**TASK DIRECTIONS**
Reproduce the text of the material below word for word, and leave the pictures out of your answer.

━━━━━━━━━━━━━━━━━━━━

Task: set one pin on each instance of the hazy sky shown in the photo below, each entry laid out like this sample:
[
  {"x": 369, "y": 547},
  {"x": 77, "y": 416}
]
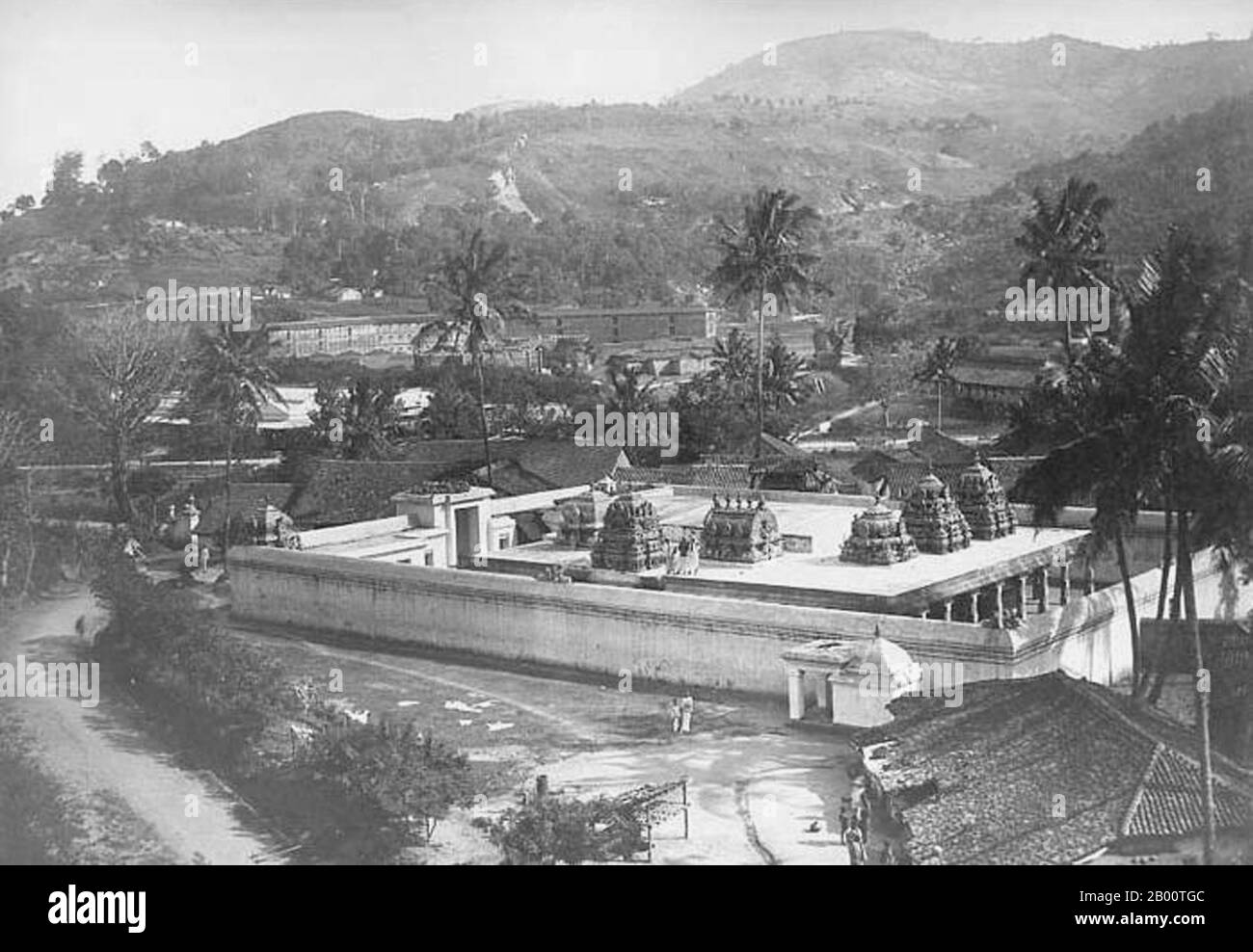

━━━━━━━━━━━━━━━━━━━━

**EXPECTED ANSWER**
Task: set one pin on each instance of the hazy sky shown in the photo below, each entry laid out like this sample:
[
  {"x": 369, "y": 547},
  {"x": 77, "y": 416}
]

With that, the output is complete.